#### Exercise passage

Read “Lessons from Magdeburg, Part 1”
Fourth, the Magdeburg Confession makes very clear that the church may not change its confession or its practice because of the edicts of the government. The government is God’s institution. We should not and must not conclude from this that we are obligated to obey its every decree, no more than we would say we should obey the church’s every decree or a father’s every decree. Neither the government, nor the church, nor the father of a home has absolute authority. Their authority depends on Christ, who meant what He said, “All authority in heaven and on earth has been given to me” (Matt. 28:18).
It is in fact the primary duty of both the home and the government to serve the Christian church, and the final goal of every one of these estates is the glory of God and the salvation of men. It can’t be otherwise, because this is Jesus’ goal and He’s the one with all authority. His is the authority the home, the state, and the church all wield. So the Magdeburg Confession states, “Although [God] does not want the estates to be confused with one another, He does want them so to serve one another that in the final result they all harmonize one with the other and each in its own place and its own way promotes as of first importance the true knowledge and glory of God and the eternal salvation of their members; or, when it does not attain this ultimate goal, at least effects the secondary goal of men living peacefully, honestly, and beneficially in this life’s civil society” (Magdeburg Confession, ch. 7).
The Magdeburgers point out that every time the Bible commands obedience to the government, it qualifies it, gives a reason for it. The government is to reward the good and be a terror to evil. And this “good” must be understood to include not only the last seven commandments, but also the first three commandments. If the government punishes or persecutes or becomes a terror to the good of confessing Jesus, going to church, and worshipping Jesus according to Jesus’ instruction, then it is owed no obedience. They sin, the Confession states, “who think that [governmental] powers are so sacrosanct and inviolable even when they try to oppress the good works which they ought to honor, and, on the other hand, try to establish and honor the evil works to which they ought to be a terror” (MC, ch. 7)

########
#### The data

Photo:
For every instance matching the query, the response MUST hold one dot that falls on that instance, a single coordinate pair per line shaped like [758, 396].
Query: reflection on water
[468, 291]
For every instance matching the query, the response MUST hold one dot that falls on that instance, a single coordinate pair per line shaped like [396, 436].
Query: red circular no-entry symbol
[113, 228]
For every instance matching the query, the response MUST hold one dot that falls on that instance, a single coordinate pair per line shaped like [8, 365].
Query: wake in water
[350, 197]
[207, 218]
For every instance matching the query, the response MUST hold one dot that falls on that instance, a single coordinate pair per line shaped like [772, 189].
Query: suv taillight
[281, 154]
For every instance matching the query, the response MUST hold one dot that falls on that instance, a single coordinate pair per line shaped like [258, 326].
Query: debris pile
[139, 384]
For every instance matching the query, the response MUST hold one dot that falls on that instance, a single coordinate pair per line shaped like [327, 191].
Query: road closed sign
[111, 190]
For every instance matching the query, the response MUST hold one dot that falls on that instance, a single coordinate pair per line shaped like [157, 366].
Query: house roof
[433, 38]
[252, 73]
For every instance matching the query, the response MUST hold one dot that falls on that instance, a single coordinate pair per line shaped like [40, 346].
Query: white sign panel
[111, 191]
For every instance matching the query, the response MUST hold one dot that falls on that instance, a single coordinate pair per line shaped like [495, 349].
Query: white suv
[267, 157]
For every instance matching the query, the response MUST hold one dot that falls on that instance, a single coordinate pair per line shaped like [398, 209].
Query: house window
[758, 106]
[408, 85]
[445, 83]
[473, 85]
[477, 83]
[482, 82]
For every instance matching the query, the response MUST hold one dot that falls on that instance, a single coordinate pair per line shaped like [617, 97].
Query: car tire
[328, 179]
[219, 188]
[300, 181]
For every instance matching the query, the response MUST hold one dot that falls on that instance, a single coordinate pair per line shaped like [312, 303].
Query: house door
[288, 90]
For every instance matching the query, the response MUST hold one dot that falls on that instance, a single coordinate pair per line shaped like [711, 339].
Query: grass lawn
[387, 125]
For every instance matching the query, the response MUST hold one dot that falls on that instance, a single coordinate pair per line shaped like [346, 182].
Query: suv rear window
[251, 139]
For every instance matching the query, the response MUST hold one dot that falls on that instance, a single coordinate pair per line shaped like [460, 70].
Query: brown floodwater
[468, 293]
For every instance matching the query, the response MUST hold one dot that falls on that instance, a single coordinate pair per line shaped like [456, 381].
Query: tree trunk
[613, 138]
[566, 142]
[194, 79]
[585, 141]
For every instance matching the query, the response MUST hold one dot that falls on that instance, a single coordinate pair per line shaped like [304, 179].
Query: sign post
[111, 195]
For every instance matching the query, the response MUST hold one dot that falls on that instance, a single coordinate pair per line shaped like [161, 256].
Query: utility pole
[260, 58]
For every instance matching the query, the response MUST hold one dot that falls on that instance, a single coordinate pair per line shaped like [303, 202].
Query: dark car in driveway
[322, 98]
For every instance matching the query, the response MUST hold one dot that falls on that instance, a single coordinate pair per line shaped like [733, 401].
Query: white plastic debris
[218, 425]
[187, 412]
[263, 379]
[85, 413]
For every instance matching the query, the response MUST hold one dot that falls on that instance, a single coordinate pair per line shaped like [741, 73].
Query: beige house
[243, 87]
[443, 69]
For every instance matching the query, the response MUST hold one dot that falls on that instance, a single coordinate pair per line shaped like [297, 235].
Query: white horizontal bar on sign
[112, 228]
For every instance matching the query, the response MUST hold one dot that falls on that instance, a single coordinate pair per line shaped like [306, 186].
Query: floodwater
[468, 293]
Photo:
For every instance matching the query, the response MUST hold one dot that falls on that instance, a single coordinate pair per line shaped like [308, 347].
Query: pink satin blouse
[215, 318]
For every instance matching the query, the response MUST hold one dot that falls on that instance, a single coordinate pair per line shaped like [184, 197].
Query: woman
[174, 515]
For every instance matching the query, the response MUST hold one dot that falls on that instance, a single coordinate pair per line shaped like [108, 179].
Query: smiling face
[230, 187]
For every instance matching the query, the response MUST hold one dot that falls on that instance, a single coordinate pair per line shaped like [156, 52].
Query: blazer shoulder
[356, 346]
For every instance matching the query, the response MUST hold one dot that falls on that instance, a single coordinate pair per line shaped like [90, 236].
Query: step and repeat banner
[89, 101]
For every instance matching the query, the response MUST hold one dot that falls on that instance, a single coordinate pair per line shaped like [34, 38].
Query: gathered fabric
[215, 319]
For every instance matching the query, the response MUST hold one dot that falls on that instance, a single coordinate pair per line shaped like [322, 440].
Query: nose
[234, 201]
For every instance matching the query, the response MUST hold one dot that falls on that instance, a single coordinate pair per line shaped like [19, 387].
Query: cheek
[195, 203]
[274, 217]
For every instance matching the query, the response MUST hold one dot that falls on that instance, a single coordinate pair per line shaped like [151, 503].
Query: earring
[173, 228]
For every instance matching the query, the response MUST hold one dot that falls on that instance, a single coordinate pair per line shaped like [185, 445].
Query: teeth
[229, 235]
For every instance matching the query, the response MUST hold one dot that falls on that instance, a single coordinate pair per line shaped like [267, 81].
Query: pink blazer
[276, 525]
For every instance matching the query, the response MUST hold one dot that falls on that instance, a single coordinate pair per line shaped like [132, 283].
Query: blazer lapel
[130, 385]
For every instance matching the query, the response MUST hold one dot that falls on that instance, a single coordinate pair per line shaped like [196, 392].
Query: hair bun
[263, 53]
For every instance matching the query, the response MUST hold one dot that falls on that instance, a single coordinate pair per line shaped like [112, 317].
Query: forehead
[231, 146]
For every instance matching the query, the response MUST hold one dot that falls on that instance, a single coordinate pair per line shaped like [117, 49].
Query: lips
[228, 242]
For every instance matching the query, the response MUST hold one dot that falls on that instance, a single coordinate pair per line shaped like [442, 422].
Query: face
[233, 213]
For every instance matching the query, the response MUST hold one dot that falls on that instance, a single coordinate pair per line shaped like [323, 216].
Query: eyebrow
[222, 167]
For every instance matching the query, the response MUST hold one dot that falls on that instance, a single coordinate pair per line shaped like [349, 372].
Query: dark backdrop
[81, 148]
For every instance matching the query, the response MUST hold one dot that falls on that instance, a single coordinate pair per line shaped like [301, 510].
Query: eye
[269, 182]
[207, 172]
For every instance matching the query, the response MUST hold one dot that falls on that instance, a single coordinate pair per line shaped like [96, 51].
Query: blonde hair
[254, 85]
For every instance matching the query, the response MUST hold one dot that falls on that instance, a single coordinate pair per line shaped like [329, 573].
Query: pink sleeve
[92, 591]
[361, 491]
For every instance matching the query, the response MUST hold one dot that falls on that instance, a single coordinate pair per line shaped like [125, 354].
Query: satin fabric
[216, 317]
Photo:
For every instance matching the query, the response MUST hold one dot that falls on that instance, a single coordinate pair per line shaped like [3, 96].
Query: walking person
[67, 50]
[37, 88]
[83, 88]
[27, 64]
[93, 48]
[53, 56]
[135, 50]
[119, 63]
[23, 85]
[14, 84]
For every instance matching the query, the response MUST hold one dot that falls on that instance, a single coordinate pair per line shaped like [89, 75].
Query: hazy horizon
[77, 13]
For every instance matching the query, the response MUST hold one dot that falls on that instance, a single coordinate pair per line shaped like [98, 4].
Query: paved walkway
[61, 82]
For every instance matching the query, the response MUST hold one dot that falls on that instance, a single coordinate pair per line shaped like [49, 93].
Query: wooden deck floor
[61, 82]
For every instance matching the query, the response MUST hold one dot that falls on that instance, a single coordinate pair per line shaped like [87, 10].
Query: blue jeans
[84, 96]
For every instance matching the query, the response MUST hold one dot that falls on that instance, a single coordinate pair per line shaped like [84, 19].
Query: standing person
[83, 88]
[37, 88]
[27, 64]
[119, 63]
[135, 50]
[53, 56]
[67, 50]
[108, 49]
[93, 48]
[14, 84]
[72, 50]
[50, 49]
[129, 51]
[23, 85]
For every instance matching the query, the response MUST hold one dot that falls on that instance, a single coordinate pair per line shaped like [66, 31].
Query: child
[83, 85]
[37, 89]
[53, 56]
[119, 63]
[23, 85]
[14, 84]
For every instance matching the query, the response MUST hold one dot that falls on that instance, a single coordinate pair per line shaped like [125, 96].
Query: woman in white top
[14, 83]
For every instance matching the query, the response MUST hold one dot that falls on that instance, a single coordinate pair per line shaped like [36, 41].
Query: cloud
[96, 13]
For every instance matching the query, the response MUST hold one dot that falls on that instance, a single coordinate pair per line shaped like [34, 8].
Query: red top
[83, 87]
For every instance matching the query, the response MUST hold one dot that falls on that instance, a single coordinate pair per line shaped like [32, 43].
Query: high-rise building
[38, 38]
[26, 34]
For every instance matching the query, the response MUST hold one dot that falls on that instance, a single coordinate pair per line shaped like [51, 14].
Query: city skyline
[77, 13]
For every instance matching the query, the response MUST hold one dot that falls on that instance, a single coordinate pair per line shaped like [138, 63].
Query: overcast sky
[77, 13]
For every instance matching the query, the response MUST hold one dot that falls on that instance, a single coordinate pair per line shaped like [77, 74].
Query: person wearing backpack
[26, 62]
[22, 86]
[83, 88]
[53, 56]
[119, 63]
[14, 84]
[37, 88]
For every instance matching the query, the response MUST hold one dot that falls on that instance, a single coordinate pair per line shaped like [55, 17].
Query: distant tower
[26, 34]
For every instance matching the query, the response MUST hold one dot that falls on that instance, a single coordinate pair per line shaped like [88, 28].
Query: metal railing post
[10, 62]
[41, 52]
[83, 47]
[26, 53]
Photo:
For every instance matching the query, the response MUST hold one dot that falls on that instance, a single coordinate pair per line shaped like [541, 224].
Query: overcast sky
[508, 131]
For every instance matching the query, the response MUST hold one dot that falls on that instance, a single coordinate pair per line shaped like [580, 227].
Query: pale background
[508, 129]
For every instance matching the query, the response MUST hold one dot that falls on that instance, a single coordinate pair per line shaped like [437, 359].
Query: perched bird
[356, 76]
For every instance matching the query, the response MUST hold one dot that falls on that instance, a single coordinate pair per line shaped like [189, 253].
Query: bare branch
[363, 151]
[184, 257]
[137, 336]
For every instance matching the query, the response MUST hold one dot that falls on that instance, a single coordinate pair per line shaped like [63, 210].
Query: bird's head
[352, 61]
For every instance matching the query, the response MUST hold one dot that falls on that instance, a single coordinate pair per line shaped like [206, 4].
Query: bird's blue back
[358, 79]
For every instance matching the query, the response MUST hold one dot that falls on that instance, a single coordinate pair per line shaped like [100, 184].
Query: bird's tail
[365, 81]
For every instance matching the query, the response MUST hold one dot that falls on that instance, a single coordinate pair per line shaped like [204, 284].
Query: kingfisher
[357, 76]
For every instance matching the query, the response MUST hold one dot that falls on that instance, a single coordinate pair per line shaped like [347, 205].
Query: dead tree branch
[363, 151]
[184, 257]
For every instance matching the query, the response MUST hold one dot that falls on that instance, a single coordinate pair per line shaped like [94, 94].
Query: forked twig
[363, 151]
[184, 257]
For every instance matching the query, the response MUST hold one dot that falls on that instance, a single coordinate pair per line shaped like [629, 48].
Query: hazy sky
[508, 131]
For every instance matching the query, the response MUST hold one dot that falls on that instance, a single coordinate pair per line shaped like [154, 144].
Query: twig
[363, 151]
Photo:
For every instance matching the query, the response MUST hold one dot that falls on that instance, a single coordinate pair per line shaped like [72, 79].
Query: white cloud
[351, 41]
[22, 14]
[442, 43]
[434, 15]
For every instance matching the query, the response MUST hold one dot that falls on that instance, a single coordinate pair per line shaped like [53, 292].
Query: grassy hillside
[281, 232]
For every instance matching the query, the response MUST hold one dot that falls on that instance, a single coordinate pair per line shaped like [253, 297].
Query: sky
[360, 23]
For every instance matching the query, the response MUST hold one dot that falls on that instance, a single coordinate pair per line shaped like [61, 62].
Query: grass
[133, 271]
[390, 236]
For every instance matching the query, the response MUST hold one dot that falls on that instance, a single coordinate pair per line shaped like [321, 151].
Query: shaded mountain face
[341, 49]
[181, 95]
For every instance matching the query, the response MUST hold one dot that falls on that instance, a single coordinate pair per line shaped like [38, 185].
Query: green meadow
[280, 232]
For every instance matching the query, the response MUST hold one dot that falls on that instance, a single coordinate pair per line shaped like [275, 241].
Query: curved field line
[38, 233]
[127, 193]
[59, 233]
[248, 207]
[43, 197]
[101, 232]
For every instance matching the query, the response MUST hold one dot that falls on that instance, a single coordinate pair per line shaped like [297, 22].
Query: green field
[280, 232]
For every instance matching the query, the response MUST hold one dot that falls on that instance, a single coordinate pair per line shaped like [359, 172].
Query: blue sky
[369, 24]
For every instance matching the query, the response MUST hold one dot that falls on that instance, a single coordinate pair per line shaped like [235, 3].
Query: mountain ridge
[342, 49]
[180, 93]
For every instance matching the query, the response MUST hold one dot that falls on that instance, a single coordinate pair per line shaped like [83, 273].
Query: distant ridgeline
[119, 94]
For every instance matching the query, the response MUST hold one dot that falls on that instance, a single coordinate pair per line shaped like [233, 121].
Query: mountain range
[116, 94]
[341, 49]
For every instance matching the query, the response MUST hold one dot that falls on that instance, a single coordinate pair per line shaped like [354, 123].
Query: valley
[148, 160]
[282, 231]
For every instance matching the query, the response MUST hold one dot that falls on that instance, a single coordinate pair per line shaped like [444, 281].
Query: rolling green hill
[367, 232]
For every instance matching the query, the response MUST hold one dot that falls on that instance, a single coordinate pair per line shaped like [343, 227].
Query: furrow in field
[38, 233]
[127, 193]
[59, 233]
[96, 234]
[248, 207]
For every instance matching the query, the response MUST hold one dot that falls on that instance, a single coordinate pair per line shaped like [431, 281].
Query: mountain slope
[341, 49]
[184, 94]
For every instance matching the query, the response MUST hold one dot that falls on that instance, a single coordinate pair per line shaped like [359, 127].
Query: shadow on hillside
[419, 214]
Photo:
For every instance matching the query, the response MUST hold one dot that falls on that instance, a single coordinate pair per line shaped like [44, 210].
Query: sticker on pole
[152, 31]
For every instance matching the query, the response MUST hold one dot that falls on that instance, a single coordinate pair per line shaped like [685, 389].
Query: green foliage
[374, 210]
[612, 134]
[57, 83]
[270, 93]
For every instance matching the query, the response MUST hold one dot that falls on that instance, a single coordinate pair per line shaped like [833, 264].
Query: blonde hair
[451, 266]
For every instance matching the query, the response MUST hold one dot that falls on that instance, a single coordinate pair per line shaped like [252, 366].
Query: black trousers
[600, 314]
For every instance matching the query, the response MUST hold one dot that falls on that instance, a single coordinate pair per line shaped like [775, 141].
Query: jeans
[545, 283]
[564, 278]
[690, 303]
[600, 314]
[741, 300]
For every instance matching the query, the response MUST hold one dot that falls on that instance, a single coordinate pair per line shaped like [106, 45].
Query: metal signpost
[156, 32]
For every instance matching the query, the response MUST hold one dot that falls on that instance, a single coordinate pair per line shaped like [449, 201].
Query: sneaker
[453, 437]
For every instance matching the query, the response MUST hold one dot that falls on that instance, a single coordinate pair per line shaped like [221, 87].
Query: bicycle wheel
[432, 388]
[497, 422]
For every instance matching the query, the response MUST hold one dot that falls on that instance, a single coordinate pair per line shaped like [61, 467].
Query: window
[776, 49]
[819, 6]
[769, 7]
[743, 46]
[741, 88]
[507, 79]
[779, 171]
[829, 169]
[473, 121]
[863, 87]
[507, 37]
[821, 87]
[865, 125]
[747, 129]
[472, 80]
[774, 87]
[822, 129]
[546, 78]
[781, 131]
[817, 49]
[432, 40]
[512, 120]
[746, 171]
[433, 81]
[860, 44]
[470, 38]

########

_Task requirements_:
a: From the passage on the Magdeburg Confession, list the three activities named as "the good" that a government forfeits obedience by punishing or persecuting.
b: Summarize the passage on the Magdeburg Confession in two sentences.
c: Answer these questions from the passage on the Magdeburg Confession.
(i) Which Bible reference is given for Christ's words about all authority?
(ii) According to the passage, what is the primary duty of both the home and the government?
(iii) Besides the last seven commandments, what must the "good" be understood to include?

_Written answers_:
a:
Confessing Jesus
Going to church
Worshipping Jesus according to Jesus' instruction

b: The Magdeburg Confession holds that the church may not change its confession or practice because of government edicts, since neither the government, the church, nor the father of a home has absolute authority, but all depend on Christ. Because the government is to reward the good and terrorize evil, and that good includes the first three commandments, a government that persecutes confessing, churchgoing, and worship according to Jesus' instruction is owed no obedience.

c:
(i) Matt. 28:18
(ii) To serve the Christian church
(iii) The first three commandments